WHAT THE TASK ASKS
List each line of the entries below that contains the string "bandstand".

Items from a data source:

▬▬▬▬▬▬▬▬▬▬

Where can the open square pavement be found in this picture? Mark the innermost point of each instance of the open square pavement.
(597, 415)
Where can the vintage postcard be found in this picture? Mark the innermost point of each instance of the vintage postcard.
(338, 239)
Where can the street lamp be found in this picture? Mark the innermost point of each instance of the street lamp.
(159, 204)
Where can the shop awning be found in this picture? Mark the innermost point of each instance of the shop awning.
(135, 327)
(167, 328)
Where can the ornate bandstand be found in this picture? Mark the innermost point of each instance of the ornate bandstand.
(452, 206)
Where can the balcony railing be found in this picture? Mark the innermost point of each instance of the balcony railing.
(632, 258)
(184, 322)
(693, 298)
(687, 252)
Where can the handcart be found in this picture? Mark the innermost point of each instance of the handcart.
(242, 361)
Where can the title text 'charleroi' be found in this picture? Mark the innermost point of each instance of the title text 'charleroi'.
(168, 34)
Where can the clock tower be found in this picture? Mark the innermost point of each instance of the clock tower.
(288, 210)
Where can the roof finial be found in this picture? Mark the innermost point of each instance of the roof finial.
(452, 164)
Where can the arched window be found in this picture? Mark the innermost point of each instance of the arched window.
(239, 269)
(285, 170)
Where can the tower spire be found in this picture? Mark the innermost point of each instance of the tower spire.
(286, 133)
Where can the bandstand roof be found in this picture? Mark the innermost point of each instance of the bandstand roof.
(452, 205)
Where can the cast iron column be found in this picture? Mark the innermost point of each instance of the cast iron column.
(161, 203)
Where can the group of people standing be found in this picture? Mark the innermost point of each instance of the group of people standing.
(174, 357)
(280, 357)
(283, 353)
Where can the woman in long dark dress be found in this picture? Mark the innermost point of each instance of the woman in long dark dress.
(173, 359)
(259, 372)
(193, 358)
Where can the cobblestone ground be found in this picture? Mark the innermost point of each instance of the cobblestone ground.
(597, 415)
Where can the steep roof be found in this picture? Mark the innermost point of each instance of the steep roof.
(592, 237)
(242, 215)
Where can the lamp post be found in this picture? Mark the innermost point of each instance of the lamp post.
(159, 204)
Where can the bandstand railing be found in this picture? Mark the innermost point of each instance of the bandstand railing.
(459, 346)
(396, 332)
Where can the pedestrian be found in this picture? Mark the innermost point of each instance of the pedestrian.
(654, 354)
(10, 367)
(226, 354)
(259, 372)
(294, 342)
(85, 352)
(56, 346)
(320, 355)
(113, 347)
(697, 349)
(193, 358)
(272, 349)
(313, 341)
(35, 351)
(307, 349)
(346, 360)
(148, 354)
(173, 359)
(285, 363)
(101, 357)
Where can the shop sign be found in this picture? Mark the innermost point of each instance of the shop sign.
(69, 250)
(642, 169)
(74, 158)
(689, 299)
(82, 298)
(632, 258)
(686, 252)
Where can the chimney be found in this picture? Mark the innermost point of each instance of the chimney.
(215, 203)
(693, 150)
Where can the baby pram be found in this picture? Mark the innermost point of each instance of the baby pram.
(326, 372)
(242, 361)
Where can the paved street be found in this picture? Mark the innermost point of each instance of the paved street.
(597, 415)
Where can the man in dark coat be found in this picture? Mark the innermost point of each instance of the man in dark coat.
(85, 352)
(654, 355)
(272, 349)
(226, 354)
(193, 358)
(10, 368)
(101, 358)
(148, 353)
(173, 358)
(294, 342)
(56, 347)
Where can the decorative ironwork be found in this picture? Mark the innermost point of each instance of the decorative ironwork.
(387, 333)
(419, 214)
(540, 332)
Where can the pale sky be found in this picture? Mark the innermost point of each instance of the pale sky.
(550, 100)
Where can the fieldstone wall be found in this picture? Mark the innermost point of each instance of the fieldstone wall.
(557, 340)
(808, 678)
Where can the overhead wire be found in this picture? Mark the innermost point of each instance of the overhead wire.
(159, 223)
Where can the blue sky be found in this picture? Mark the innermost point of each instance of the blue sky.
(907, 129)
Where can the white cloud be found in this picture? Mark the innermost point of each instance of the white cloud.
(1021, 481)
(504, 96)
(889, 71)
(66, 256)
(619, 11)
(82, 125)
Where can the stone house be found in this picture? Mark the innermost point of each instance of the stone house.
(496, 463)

▬▬▬▬▬▬▬▬▬▬

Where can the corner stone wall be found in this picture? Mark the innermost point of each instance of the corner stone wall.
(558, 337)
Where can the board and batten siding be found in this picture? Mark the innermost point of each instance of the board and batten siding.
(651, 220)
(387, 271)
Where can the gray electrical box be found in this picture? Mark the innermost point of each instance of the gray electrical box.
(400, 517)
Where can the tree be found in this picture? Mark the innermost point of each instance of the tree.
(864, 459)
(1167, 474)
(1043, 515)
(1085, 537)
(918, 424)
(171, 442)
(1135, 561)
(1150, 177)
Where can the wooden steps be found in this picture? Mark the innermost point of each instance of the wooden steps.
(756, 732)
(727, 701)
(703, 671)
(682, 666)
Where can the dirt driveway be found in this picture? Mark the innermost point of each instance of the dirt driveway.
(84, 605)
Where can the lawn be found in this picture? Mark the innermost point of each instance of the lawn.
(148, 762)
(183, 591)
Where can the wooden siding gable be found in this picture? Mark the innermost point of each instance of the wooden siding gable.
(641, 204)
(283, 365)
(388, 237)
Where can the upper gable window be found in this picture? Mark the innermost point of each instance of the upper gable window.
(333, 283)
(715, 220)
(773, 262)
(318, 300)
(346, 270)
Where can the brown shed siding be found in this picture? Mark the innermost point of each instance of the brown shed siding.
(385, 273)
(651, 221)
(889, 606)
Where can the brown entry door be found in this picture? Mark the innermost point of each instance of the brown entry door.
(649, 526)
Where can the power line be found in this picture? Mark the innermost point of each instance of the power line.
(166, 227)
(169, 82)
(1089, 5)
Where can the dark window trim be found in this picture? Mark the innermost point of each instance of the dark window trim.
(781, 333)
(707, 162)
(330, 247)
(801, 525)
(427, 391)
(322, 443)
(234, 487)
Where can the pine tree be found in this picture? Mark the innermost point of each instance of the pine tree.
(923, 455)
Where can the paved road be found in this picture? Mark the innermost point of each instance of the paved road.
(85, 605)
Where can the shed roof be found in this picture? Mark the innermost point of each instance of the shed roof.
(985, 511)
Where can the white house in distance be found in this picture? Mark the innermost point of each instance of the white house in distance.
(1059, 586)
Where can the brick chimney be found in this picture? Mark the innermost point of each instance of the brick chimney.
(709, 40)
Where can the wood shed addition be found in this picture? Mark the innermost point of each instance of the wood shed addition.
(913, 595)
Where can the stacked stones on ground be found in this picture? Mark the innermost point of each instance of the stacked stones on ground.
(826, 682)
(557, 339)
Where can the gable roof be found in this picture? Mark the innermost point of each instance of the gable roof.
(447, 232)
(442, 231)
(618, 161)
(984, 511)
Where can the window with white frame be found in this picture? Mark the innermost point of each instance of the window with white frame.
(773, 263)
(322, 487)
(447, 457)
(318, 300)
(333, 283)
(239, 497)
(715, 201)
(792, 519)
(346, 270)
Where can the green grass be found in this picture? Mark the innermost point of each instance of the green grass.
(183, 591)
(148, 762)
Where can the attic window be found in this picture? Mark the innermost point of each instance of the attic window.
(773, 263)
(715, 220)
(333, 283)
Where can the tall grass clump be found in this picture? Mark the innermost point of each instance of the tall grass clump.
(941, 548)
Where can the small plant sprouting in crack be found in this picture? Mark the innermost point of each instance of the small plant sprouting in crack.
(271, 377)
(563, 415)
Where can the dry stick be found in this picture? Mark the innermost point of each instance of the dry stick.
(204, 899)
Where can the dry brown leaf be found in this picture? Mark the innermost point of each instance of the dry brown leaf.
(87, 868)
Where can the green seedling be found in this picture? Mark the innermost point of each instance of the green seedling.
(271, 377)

▬▬▬▬▬▬▬▬▬▬

IN RESPONSE
Where can the ornate bandstand be found in this picture? Mark the innermost point of each instance of the ornate bandstand.
Where can the bandstand roof be found in this picture? Mark the innermost point of each instance of the bandstand roof.
Where can the bandstand railing be found in this picture? Mark the innermost point of each instance of the bandstand railing.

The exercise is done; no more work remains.